(Text shown Opens)
Dr. Daly grew up in New York with a father who always aspired to become a scientist, but was unable due to financial constraints. She followed in his footsteps and made his dream a reality in 1942, when she received her Bachelors Degree in Chemistry from Queens College. Dr. Daly went on from Queens College to study at New York University, where she received a Masters Degree. She then spent a year tutoring chemistry students at Queens College and seeking funding before she enrolled in a Ph.D. program at Columbia University. At this time, she became the first African American woman in the United States to earn a Ph.D. in Chemistry.

Her research focused on high blood pressure and high cholesterol.

She found a strong correlation between high blood pressure and having high cholesterol levels in the blood, which was a groundbreaking discovery at that time. This discovery served as a foundation for future research into the causes of atherosclerosis and other high blood pressure-related diseases.

Dr. Daly was additionally dedicated to opening doors for minority students in medical and science programs. She paved the way for a scholarship fund for African American science students at Queens College in honor of her father.


4. Rebecca J. Cole

There are no surviving photos of Rebecca J. Cole

Rebecca Cole, one of the first Black women doctors in America, worked for 30 years as a physician and activist. Dr. Cole spent her life fighting against the prevailing idea of the late 19th century that disease and death are hereditary in Black people.

While not much is known about her childhood, we know that Cole attended the Institute For Colored Youth. After her graduation from the Institute, where she was awarded $15.00 for “excellence in classics,” Cole enrolled in the Women’s Medical College of Pennsylvania. When she graduated in 1867, Cole became the first black woman to graduate from the college and the second black woman physician in the U.S.

Demonstrating a life-long commitment to public health, Cole spent her years endlessly working as an advocate for black communities through various positions and projects. Some of these include:

  • Co-founding the Woman’s Directory, an organization that provided both medical and legal services to women while also working with public officials on behalf of women

  • Advocating for “Cubic Air Space Laws” that regulated housing, to avoid the cycle of overcrowding that led to disease in poor communities

  • Organizing, alongside two generations of black women activists the National Association of Colored Women in Washington, D.C.
(Text shown Closes)
(Information provided Opens)
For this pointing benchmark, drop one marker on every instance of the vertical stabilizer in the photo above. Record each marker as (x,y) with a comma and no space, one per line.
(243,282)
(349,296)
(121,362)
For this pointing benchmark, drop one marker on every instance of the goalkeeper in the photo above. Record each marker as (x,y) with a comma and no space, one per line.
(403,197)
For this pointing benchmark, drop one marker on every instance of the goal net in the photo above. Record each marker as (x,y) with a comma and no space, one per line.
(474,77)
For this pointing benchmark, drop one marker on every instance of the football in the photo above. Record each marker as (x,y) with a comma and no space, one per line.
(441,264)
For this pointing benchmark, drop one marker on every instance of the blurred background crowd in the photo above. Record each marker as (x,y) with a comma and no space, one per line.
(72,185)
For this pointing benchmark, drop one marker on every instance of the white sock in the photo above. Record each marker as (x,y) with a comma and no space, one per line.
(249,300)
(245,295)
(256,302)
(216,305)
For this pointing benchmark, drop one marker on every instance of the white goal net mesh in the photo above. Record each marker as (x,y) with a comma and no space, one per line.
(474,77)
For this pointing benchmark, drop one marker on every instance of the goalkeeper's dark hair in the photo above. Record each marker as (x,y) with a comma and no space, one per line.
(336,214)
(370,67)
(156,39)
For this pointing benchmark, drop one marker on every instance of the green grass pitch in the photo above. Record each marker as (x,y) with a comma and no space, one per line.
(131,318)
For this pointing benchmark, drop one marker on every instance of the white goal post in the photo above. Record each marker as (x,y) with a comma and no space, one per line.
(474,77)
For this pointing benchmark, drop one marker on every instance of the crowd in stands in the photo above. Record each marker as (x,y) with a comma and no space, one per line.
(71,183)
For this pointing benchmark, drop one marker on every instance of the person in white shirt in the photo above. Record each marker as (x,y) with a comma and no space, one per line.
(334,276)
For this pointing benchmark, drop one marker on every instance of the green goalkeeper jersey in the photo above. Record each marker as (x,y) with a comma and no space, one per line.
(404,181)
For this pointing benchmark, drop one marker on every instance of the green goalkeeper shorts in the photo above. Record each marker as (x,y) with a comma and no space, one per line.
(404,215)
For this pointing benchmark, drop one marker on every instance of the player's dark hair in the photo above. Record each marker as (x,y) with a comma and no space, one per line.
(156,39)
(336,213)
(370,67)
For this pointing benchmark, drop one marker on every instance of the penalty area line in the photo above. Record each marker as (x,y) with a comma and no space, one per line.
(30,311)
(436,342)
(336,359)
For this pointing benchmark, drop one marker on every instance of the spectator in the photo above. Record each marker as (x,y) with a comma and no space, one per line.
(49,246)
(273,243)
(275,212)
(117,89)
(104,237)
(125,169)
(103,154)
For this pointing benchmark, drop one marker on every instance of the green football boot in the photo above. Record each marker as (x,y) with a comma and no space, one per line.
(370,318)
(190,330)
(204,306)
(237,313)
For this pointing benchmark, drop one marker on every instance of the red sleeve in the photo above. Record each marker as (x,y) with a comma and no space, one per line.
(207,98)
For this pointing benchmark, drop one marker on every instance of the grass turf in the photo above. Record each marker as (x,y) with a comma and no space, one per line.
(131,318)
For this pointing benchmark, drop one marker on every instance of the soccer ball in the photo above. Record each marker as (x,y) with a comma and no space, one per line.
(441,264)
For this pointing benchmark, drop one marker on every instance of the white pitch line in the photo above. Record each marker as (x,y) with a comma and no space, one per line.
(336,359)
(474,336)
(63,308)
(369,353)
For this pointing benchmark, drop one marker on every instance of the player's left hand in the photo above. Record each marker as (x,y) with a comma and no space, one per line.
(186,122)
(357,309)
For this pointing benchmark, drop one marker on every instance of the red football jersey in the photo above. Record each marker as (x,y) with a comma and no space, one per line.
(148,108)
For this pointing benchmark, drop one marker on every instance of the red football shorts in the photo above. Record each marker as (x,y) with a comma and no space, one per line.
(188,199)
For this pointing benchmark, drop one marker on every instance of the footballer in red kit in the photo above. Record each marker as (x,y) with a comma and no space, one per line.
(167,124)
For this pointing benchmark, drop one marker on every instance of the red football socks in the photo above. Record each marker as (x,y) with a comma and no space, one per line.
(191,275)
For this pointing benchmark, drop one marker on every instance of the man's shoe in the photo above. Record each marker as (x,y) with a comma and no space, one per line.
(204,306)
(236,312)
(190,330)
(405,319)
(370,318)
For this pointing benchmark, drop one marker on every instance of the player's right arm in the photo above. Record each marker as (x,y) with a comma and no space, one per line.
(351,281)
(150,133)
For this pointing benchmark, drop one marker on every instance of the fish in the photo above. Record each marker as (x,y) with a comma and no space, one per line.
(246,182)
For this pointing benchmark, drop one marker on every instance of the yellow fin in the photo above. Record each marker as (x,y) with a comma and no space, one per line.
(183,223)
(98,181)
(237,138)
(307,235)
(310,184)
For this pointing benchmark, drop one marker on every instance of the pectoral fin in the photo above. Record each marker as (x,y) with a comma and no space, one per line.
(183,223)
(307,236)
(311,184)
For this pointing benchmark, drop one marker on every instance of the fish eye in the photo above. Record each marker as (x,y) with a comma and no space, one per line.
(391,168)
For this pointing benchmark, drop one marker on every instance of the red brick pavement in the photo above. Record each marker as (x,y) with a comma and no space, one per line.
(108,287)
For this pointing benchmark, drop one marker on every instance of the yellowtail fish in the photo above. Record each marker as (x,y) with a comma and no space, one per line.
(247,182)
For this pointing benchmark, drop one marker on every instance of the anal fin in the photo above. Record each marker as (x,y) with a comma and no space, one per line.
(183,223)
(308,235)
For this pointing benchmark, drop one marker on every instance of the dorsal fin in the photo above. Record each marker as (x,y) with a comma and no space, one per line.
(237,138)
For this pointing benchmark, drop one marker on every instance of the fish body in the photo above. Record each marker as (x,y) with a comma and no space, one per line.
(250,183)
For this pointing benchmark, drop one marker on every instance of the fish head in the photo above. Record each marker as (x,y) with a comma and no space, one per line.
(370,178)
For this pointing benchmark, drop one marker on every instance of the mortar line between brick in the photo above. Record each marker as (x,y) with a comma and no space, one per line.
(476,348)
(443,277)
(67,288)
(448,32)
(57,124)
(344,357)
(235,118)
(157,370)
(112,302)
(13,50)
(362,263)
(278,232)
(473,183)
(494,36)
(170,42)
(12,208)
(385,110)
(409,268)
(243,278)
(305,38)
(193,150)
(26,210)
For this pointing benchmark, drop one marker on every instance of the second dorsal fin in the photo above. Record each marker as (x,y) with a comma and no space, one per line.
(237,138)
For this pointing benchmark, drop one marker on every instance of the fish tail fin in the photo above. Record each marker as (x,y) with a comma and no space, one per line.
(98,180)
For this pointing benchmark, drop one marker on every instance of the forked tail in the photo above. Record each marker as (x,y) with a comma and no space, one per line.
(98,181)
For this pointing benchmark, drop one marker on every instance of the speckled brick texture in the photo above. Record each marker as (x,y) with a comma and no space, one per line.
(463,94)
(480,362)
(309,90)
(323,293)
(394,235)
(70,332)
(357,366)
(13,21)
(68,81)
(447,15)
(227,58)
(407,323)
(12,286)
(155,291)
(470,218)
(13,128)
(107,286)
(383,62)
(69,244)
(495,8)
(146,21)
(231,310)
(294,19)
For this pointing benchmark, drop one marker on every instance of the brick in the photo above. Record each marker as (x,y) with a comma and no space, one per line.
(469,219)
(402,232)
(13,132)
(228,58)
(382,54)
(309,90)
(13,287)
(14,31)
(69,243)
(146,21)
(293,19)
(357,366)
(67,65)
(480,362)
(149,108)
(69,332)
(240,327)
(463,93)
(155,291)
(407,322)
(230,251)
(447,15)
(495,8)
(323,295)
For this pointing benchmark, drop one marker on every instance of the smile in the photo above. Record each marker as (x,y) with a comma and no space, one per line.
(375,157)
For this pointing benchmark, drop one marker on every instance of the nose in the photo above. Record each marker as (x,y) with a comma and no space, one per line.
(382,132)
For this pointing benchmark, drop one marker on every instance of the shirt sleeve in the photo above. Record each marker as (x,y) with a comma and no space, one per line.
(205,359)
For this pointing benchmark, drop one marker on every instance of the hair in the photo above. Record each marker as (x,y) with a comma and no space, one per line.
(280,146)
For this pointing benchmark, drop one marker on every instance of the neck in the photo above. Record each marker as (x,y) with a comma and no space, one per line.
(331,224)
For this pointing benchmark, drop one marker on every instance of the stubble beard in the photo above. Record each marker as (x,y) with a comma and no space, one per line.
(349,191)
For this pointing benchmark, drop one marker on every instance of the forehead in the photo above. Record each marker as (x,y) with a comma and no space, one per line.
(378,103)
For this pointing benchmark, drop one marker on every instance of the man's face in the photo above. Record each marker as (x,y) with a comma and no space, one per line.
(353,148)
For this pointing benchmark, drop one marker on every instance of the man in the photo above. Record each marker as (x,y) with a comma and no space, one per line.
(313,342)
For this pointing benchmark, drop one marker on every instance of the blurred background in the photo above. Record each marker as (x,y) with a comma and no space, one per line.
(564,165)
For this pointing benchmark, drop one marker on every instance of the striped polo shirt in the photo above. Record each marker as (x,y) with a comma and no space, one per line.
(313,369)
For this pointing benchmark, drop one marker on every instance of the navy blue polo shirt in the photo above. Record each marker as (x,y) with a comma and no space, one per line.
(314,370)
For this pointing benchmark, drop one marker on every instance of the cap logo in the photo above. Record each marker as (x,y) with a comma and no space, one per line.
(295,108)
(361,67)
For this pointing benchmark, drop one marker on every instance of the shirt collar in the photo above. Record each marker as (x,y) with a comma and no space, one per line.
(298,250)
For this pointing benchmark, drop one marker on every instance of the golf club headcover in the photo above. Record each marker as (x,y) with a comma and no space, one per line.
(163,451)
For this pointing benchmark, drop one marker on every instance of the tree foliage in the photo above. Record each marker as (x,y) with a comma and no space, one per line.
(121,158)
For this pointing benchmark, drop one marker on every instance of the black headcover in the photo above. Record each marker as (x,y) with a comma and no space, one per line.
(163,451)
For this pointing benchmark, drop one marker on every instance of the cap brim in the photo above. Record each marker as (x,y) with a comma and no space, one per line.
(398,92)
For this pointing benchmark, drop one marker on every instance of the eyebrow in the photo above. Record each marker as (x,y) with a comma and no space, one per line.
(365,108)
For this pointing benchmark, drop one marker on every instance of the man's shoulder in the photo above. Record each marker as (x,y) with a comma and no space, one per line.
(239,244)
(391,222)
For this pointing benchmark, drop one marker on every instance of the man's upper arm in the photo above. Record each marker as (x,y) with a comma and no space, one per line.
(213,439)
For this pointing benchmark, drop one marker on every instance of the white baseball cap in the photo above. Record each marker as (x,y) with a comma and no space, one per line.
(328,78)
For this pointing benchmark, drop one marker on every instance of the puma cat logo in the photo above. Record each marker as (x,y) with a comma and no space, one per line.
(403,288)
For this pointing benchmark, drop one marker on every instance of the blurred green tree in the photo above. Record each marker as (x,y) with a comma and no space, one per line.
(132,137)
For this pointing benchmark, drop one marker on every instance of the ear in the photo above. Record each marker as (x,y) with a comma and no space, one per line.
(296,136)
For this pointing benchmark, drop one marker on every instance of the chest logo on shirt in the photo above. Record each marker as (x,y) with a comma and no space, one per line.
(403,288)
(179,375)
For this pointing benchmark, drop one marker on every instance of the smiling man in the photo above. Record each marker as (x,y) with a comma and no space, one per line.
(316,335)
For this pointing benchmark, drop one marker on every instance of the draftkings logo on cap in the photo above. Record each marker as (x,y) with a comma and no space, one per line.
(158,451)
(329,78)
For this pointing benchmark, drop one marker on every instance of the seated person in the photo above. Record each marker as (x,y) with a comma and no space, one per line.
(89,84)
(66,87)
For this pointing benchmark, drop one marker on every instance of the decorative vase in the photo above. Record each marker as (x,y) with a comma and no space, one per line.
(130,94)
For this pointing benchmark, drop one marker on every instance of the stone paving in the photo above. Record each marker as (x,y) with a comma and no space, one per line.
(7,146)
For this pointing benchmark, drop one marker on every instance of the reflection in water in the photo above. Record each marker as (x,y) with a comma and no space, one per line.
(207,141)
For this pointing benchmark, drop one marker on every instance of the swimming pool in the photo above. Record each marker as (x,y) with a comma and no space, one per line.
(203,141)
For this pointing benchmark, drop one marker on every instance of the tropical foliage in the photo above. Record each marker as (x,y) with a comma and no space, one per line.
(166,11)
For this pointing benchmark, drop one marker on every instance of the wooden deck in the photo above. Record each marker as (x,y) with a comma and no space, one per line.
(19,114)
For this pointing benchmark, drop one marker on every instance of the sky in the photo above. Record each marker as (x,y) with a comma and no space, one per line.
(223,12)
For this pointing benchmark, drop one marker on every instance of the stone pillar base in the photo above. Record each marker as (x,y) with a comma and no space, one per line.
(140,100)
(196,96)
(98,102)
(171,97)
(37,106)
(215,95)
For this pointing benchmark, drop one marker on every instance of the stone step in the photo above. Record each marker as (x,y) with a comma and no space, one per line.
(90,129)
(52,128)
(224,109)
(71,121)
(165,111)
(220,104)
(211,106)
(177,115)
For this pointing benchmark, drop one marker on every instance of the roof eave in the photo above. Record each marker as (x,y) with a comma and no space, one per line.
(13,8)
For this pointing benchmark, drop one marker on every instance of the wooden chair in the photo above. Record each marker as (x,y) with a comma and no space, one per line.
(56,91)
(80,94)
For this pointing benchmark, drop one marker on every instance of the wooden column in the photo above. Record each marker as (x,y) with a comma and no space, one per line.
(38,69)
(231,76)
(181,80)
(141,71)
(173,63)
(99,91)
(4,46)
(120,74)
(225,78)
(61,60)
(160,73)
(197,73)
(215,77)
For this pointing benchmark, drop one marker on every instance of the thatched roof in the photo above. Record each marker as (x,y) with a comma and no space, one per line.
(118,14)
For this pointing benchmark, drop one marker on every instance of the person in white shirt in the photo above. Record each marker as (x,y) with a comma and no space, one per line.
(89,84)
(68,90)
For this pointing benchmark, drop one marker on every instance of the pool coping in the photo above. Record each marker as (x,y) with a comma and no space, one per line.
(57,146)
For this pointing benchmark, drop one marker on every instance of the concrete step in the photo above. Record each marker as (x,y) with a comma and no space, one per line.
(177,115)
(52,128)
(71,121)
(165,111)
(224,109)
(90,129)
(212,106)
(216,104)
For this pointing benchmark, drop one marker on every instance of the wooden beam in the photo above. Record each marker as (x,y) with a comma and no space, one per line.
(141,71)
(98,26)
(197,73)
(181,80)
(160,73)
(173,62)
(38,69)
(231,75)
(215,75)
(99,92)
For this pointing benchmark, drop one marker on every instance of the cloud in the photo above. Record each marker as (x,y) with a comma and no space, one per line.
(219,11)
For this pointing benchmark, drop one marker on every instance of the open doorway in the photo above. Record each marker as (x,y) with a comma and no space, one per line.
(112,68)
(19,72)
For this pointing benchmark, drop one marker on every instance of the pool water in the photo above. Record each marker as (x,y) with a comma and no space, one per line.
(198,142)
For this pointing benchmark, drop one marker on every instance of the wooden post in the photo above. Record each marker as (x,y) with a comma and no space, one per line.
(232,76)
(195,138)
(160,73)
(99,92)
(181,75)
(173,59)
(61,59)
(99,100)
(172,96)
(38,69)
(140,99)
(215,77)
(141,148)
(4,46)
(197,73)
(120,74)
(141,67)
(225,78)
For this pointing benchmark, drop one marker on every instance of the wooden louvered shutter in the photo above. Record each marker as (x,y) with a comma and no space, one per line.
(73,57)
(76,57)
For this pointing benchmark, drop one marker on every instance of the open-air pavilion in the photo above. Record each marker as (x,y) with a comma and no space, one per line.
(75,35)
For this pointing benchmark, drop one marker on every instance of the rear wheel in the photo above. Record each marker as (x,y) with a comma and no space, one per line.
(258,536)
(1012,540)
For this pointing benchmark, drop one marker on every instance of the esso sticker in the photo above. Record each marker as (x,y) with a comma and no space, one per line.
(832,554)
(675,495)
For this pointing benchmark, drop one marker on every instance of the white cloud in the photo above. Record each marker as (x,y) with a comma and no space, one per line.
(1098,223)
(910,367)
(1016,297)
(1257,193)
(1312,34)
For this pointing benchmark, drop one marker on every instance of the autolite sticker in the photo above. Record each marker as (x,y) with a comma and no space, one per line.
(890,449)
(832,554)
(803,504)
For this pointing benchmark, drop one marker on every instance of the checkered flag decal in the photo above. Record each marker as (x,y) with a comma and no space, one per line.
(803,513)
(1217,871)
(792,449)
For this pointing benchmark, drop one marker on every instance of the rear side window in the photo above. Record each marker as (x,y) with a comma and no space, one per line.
(Information provided Closes)
• [Work task 1]:
According to the profiles of Dr. Daly and Rebecca J. Cole, in what year did Cole graduate from the Women's Medical College of Pennsylvania?
• [Work task 2]:
Decide whether each statement agrees with the profiles of Dr. Daly and Rebecca J. Cole. Answer yes or no, and quote the deciding words.
(a) Daly received her Bachelor's degree in Chemistry from Queens College in 1942.
(b) Daly earned her Master's degree at Columbia University.
(c) Cole received $15.00 for excellence in mathematics.
• [Work task 3]:
Continue the profiles of Dr. Daly and Rebecca J. Cole from the point where they stop.

• [Response 1]:
1867

• [Response 2]:
(a) Yes: "in 1942, when she received her Bachelors Degree in Chemistry from Queens College"
(b) No: "Dr. Daly went on from Queens College to study at New York University, where she received a Masters Degree."
(c) No: "where she was awarded $15.00 for “excellence in classics,”"

• [Response 3]:
  • Serving as the superintendent of the Government House for Children and Old Women, which provided medical and legal aid to the homeless

  • Serving as the head of house for a Home for the Homeless, where she worked until she passed away in 1922


5. Dr. M. Joycelyn Elders

Dr. Joycelyn Elders was the fifteenth Surgeon General of the United States, the first Black American and the second woman to hold this position.

Growing up as one of eight children in a poor farming family, Elders had to miss school during the harvest season, scrub floors to pay for her tuition to the all-black liberal arts Philander Smith College in Little Rock (despite also earning a scholarship), and rely on her siblings’ help to pay her bus fare.

It was during her time in college that she heard Edith Irby Jones, the first African American to attend the University of Arkansas Medical School, speak at a sorority event. Elders was inspired by Jones, and decided that she too wanted to become a physician.

Elders achieved her goal and additionally became a professor of pediatrics. She continued her clinical practice while also publishing over 100 papers on pediatric endocrinology and advocating for her adolescent patients, specifically in matters of reproductive health.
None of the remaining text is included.